What is needed. An exact copy is needed of the lines from the line holding "Reviewer check: make sure each instance of the turquoise" through the final line of the listing below, both included.
___ The data ___
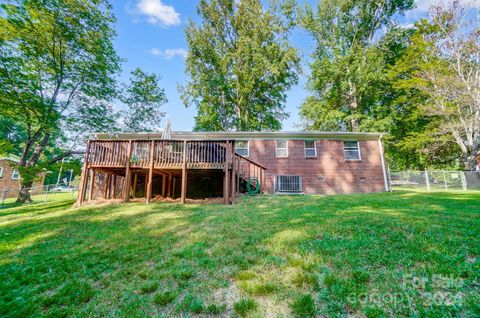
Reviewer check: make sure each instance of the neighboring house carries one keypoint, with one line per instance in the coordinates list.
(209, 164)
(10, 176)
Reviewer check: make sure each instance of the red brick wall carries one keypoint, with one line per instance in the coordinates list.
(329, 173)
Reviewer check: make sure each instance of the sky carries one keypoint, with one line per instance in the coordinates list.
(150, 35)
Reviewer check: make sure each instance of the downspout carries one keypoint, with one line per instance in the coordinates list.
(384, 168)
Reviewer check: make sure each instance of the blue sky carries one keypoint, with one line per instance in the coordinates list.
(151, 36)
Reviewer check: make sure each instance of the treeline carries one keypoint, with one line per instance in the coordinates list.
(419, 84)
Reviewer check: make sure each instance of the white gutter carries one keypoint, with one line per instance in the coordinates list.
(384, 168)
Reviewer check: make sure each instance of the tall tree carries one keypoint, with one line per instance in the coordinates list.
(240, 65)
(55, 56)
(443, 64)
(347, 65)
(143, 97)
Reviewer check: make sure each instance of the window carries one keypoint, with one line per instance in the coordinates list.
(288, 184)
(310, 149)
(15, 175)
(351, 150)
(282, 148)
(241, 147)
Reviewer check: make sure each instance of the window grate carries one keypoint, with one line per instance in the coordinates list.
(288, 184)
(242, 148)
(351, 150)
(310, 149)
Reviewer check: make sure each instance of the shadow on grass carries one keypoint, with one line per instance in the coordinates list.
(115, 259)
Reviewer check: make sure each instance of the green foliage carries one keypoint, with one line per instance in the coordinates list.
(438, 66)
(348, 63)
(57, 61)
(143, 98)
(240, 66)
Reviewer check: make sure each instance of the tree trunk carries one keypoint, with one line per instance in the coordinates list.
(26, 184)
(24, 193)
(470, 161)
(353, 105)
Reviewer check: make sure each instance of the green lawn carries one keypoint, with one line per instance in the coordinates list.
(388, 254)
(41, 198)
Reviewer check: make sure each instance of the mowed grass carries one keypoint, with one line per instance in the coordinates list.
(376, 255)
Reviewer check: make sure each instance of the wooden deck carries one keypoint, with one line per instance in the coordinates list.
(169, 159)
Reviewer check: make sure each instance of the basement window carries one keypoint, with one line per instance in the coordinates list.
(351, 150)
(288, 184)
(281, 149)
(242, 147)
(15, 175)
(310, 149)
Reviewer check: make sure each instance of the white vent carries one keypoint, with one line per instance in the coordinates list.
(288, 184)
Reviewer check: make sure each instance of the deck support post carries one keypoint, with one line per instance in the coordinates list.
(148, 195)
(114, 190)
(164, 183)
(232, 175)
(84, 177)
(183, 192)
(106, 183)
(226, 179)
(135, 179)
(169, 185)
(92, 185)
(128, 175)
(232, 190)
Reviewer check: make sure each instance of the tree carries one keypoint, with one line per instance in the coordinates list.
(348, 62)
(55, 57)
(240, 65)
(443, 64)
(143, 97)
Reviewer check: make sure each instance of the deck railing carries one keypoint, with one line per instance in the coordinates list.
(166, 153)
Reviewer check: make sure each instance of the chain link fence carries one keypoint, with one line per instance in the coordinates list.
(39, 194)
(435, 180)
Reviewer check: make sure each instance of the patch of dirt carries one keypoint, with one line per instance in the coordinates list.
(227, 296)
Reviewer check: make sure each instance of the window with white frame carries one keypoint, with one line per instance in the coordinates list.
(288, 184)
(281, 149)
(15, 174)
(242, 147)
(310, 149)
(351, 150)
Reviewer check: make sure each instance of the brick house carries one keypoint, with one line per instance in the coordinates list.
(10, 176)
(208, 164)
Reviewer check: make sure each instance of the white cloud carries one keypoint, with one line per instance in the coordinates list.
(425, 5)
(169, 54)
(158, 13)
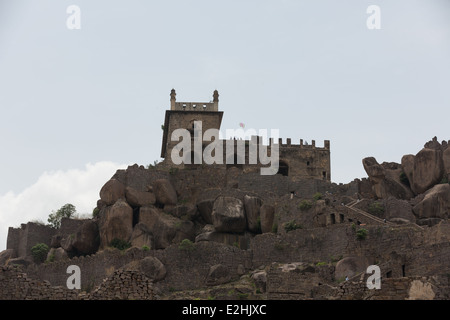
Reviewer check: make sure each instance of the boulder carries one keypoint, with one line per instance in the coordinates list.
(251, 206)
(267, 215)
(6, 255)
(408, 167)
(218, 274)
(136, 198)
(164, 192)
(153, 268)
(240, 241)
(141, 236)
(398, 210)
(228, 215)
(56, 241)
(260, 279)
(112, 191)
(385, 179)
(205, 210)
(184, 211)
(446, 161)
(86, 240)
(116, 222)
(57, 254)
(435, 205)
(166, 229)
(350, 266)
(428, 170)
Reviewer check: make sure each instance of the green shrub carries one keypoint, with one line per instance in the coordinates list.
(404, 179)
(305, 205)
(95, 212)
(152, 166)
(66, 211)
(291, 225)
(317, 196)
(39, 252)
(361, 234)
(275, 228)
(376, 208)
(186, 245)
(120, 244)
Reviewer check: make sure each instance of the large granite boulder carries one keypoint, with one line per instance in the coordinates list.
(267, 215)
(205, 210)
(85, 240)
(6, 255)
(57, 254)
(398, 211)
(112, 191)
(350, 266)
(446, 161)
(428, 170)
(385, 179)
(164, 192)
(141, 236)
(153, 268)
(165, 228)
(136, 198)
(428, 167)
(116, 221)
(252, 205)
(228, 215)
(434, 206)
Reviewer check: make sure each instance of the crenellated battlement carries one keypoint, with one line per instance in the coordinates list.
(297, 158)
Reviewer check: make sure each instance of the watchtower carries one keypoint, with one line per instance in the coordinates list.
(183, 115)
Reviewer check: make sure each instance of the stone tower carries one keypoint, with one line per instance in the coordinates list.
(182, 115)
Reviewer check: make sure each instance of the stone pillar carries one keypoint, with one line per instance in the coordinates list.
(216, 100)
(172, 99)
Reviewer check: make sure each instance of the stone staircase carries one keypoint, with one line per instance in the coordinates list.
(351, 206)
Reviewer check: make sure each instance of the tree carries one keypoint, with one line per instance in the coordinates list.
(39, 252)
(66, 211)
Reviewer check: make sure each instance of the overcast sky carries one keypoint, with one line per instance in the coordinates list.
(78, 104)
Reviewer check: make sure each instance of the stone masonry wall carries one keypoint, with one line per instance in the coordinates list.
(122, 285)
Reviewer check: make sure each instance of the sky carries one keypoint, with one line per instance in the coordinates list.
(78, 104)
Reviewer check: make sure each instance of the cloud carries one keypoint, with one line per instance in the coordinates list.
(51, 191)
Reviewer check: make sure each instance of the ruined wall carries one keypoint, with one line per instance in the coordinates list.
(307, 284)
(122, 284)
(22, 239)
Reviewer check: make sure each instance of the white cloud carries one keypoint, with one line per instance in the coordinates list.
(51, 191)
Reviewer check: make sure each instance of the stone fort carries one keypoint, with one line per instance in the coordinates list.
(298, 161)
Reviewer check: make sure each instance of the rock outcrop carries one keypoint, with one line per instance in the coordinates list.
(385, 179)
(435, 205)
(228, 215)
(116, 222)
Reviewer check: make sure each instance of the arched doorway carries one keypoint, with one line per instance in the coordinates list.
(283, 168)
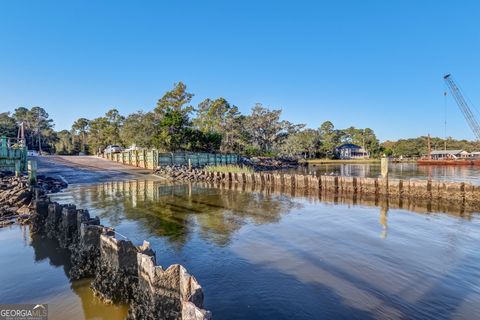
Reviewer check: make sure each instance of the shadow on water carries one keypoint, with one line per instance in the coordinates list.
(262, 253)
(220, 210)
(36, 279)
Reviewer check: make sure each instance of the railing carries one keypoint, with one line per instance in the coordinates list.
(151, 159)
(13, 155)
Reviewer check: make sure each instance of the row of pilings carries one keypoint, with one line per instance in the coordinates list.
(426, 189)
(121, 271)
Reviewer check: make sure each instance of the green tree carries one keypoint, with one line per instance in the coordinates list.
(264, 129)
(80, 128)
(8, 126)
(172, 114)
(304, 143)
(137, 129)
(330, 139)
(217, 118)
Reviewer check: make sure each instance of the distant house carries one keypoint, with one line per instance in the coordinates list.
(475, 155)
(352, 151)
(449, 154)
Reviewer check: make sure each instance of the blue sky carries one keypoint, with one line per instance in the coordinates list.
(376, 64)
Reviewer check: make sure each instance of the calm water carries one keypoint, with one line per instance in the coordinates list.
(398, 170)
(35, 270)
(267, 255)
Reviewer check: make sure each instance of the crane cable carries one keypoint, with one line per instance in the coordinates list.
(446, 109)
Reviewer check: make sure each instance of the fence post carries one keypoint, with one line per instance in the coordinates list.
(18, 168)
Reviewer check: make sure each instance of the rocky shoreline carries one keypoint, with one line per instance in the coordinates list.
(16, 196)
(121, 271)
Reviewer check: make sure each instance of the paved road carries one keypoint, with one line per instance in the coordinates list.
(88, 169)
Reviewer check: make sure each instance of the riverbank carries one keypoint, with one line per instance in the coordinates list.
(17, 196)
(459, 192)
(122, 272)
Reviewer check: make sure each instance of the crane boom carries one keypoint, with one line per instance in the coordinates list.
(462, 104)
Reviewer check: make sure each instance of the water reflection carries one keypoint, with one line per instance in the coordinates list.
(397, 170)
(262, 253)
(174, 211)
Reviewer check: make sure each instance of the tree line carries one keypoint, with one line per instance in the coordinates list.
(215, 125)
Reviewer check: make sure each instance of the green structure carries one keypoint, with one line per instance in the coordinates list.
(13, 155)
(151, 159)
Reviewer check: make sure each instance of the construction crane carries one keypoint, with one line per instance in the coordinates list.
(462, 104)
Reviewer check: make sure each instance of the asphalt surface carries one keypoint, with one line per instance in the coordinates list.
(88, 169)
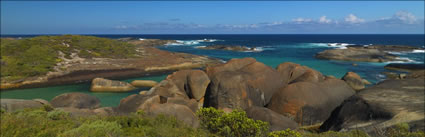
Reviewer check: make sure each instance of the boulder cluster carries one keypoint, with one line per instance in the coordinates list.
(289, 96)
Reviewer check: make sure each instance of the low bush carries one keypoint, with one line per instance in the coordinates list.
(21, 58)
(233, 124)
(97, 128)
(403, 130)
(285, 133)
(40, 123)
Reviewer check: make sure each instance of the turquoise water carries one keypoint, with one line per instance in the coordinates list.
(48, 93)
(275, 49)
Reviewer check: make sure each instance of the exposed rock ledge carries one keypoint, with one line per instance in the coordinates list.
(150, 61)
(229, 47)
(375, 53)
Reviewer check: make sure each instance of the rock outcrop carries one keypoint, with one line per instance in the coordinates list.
___
Response for this exercise.
Reviewer check: make sure each instance of the turquoise water carries one keypoint, with one line per instance in the coordinates list.
(48, 93)
(275, 49)
Reviewer check: make sure each instance of the exposed rock ledge carries one keypoint, with one line per instance in the coordinates list.
(150, 61)
(229, 47)
(375, 53)
Reviewer check: make sure each instance of the rock outcrop carries one keypoint, with one line per instance in the coordinates list.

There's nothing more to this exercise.